Seeing someone fall asleep during a presentation on the curriculum. Seeing someone get up during a 15 minute talk by the Dean of the school, and go to get things out of their bag. Hearing someone ask if they have to attend the whole interview day.
You would think you wouldn't see these rookie errors at such a high level.
Worked in a graduate admissions office in college. We once turned away a woman who would call the office every day, to ask us questions about the program that we were not able to disclose (average gpa/gmat of class accepted so far, job placement rate - this was a brand new program. the first class hadn't even graduated yet. - for this year, etc.)
Eventually, we rejected her because her resume wasn't as built out as some of our other applicants (I guess this is different for grad school), though we did look at her application with a slight bias...
She flipped a switch and actually came into our office to scream at us.
I know some schools will reject people if their grades are too high, they have too many extra curriculars etc. The thought being that these students are basically perfect and will probably get into an Ivy League school; what is the point of accepting them if they aren't likely to attend?

◆ ◆ ◆ ◆ ◆ ◆ ◆

Problems to work on
[a] According to the admissions text, why did the office reject the woman who called every day?
[b] Rewrite the part of the admissions text that opens with the words containing "You would think" and closes with "a slight bias...", switching "office" to "department".
The entries that follow the admissions text come from a different source.

◆ ◆ ◆ ◆ ◆ ◆ ◆

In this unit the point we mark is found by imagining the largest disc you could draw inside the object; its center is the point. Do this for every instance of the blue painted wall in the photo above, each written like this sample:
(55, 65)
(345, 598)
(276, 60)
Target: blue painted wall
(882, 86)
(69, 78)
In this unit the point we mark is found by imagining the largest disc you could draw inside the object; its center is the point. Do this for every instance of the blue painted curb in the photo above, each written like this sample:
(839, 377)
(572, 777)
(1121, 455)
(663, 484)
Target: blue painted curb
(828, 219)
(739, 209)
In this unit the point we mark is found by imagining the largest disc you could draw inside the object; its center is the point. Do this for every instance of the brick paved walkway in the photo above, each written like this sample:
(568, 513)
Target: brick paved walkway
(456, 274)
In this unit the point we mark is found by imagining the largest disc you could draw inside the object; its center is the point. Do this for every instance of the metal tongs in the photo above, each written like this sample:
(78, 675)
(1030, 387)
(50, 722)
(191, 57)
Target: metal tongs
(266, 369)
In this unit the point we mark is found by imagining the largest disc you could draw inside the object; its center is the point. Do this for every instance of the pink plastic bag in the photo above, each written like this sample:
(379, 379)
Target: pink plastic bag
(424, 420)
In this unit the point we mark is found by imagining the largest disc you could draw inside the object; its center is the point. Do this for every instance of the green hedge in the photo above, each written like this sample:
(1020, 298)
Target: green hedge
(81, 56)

◆ ◆ ◆ ◆ ◆ ◆ ◆

Results in order
[a] Her resume wasn't as built out as some of the other applicants' resumes.

[b]
You would think you wouldn't see these rookie errors at such a high level.
Worked in a graduate admissions department in college. We once turned away a woman who would call the department every day, to ask us questions about the program that we were not able to disclose (average gpa/gmat of class accepted so far, job placement rate - this was a brand new program. the first class hadn't even graduated yet. - for this year, etc.)
Eventually, we rejected her because her resume wasn't as built out as some of our other applicants (I guess this is different for grad school), though we did look at her application with a slight bias...